=== Assignment ===
The reply must return each line of the data exactly.

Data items
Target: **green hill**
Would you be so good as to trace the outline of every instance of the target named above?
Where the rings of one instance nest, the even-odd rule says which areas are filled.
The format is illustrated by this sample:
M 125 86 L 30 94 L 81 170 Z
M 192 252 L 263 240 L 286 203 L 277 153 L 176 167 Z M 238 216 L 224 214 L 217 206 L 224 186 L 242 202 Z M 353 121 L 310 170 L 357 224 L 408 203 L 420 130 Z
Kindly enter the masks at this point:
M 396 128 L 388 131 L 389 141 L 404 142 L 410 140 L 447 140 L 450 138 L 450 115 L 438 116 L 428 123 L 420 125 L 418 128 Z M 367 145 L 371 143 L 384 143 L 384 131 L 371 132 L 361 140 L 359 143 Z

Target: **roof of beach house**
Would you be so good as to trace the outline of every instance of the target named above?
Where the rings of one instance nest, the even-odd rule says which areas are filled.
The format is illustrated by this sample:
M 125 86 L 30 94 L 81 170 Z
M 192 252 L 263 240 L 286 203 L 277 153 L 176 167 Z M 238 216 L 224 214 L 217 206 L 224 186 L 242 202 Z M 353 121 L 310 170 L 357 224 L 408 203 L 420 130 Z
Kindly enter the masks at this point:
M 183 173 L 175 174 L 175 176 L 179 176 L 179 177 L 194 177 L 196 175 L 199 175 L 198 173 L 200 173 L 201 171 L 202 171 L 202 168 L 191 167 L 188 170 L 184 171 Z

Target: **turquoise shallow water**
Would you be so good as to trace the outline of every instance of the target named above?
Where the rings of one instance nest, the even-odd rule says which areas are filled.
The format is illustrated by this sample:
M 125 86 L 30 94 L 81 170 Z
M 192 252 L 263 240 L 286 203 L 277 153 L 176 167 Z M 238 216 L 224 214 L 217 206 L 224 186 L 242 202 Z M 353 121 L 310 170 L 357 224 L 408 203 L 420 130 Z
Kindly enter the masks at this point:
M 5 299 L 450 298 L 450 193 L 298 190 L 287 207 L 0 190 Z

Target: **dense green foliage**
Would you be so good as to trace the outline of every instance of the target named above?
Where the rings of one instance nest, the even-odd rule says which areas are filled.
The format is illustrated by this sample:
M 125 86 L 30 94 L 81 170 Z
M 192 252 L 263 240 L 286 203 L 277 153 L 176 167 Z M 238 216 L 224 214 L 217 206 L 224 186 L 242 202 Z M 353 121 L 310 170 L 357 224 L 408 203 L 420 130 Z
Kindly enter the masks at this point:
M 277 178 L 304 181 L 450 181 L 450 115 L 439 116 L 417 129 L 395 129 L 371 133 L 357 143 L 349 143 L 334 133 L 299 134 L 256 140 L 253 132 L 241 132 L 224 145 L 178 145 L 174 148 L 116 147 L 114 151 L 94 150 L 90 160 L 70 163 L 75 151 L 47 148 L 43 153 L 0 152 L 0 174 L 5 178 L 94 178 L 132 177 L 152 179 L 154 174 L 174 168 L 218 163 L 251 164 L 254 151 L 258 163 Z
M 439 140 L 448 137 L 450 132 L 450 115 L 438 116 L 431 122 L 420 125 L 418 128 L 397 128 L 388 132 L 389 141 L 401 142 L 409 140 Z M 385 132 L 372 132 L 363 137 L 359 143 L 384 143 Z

=== Answer to this exercise ===
Target: **green hill**
Would you be so good as to trace the outline of every instance of the target named above?
Where the rings of one instance nest, the even-odd rule says which areas are filled.
The format is illustrated by this sample:
M 125 86 L 30 94 L 81 170 Z
M 192 252 L 263 240 L 286 203 L 277 153 L 176 167 Z M 238 216 L 224 214 L 217 206 L 224 186 L 242 202 Z M 353 121 L 310 170 L 357 224 L 408 203 L 420 130 Z
Kindly enter the masks at this point:
M 396 128 L 388 131 L 389 141 L 404 142 L 410 140 L 447 140 L 450 138 L 450 115 L 438 116 L 428 123 L 420 125 L 418 128 Z M 367 145 L 371 143 L 384 143 L 384 131 L 371 132 L 361 140 L 359 143 Z

Target: **roof of beach house**
Would you be so good as to trace the outline of every instance of the target named above?
Where the rings of one instance nest, the even-odd rule says which areas are filled.
The format is illustrated by this sample:
M 125 86 L 30 94 L 81 170 Z
M 192 252 L 263 240 L 286 203 L 277 153 L 176 167 Z M 238 216 L 224 214 L 217 206 L 224 186 L 242 202 Z M 353 121 L 310 170 L 357 224 L 408 203 L 420 130 Z
Kindly enter the masks at this point:
M 183 173 L 175 174 L 175 176 L 179 176 L 179 177 L 194 177 L 196 175 L 199 175 L 198 173 L 200 173 L 201 171 L 202 171 L 202 168 L 191 167 L 188 170 L 184 171 Z

Target: **turquoise shallow water**
Would you be so good as to trace the outline of every instance of the target named above?
Where the rings of one instance nest, the even-odd rule says which areas are filled.
The format is illustrated by this sample:
M 125 86 L 30 94 L 81 170 Z
M 192 252 L 263 240 L 286 203 L 277 153 L 176 167 Z M 238 216 L 224 214 L 217 206 L 224 186 L 242 202 Z M 353 121 L 310 170 L 357 224 L 408 203 L 420 130 Z
Kindly enter the masks at this point:
M 5 299 L 450 298 L 450 193 L 298 190 L 287 207 L 0 190 Z

Target: **dense green foliage**
Would you be so good as to trace the outline of every instance of the target named above?
Where the rings of one instance nest, the even-odd rule says which areas are filled.
The format is illustrated by this sample:
M 125 86 L 30 94 L 81 170 Z
M 192 252 L 263 240 L 286 203 L 277 153 L 176 167 Z M 238 216 L 224 214 L 217 206 L 224 186 L 242 202 Z M 353 121 L 310 170 L 357 224 L 408 203 L 420 130 Z
Kindly enter the masks at this point:
M 277 178 L 304 181 L 450 181 L 450 115 L 439 116 L 417 129 L 395 129 L 371 133 L 357 143 L 349 143 L 334 133 L 299 134 L 256 140 L 253 132 L 241 132 L 224 145 L 178 145 L 174 148 L 116 147 L 114 151 L 94 150 L 90 160 L 70 163 L 75 151 L 47 148 L 43 153 L 0 152 L 0 174 L 5 178 L 94 178 L 132 177 L 152 179 L 154 174 L 174 168 L 218 163 L 251 164 L 254 151 L 258 163 Z
M 439 140 L 448 137 L 450 132 L 450 115 L 438 116 L 431 122 L 420 125 L 418 128 L 397 128 L 388 132 L 389 141 L 401 142 L 409 140 Z M 385 132 L 372 132 L 363 137 L 359 143 L 384 143 Z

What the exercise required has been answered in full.